* Task: Once you reach the line that contains "For the scouting tally, point out every instance of the white", retype it and every line after it exactly, ending with the last line of the entries.

=-=-=

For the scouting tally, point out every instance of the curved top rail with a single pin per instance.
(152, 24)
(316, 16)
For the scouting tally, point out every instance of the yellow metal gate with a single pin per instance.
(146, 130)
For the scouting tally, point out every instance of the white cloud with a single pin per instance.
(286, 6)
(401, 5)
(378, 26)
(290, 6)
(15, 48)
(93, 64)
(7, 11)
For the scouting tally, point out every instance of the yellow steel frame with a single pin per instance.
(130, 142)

=-=-=

* Solution for this problem:
For the scouting tally, point out every instance of the white cloud with a single pin per instance.
(286, 6)
(401, 5)
(378, 26)
(290, 6)
(15, 48)
(93, 64)
(7, 11)
For the scouting tally, point out every instance of the yellow steel frame with a single pin per instance.
(130, 142)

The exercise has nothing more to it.